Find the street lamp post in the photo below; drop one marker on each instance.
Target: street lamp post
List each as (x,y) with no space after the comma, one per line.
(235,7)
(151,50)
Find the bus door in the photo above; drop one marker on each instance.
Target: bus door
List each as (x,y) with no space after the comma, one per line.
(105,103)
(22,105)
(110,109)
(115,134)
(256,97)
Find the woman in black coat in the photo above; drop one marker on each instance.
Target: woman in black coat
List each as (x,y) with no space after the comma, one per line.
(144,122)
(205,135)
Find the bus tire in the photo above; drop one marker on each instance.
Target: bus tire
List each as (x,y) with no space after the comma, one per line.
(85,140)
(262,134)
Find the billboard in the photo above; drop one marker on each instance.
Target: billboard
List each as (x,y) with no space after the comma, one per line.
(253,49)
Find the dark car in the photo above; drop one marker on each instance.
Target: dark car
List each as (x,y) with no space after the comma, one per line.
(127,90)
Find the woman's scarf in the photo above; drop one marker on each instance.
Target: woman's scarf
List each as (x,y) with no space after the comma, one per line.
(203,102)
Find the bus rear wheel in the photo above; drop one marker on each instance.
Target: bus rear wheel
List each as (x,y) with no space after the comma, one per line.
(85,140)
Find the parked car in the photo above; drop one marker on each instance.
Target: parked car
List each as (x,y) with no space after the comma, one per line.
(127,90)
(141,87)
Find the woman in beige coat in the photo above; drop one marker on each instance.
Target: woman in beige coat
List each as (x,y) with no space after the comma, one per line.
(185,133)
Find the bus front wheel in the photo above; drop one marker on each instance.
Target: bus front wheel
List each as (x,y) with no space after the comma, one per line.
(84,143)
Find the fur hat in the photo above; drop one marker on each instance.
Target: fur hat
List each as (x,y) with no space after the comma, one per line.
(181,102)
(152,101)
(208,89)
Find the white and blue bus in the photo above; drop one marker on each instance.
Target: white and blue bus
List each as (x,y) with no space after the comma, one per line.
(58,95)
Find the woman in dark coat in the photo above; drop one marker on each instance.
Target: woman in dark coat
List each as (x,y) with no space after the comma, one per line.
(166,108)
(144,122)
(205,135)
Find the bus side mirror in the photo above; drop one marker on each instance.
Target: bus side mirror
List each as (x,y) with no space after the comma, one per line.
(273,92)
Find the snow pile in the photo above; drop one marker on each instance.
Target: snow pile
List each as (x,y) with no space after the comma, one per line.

******

ASSIGNMENT: Return the lines containing "door", taking each one from the listing.

ANSWER BELOW:
Find the bus door in the photo above; drop one marker on each instance.
Target: bus door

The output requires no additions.